Task » If a line of the data below holds the word "lionfish", list it.

Task material »
_ _ _ _ _ _ _

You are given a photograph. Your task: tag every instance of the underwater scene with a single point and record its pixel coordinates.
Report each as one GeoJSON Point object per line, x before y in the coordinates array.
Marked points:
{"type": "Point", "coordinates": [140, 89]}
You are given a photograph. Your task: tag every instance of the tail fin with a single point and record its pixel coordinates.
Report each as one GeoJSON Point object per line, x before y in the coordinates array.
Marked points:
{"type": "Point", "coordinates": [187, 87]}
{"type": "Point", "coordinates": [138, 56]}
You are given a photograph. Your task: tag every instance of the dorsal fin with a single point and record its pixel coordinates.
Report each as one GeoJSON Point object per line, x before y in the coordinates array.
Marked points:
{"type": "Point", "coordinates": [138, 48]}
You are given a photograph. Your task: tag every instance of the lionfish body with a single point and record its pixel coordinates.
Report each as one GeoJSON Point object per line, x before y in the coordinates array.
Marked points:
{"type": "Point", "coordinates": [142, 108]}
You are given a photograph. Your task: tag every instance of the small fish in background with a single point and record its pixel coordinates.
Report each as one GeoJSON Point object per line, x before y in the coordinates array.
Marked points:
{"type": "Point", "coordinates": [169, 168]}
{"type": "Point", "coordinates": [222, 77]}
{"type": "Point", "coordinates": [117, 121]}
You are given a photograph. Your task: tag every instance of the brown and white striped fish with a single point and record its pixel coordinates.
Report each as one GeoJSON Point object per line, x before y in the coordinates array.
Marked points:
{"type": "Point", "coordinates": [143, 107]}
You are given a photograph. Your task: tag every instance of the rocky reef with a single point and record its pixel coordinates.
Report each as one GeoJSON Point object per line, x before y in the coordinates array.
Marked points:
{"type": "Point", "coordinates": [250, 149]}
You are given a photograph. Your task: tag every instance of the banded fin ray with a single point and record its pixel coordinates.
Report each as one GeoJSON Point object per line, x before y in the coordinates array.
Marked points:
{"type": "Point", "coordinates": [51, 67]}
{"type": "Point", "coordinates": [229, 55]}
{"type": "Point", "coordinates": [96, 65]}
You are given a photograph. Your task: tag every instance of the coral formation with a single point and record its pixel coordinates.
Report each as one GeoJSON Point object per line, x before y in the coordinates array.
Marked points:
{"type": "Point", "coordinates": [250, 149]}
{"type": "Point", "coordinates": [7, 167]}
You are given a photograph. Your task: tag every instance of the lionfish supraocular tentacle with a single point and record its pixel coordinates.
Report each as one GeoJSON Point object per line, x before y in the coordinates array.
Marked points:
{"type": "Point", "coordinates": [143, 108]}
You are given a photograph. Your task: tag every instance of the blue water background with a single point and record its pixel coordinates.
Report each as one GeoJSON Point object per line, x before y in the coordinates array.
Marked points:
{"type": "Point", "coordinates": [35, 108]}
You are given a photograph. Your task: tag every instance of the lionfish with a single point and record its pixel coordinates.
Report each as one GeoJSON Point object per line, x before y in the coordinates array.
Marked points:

_ _ _ _ _ _ _

Solution to the exercise »
You are given a photograph. Your task: tag every instance of the lionfish body with a single point and record its pixel coordinates.
You are given a photograph. Your task: tag every instance of the lionfish supraocular tentacle with a single point and record its pixel coordinates.
You are given a photograph. Your task: tag every instance of the lionfish with a single point and record its pixel coordinates.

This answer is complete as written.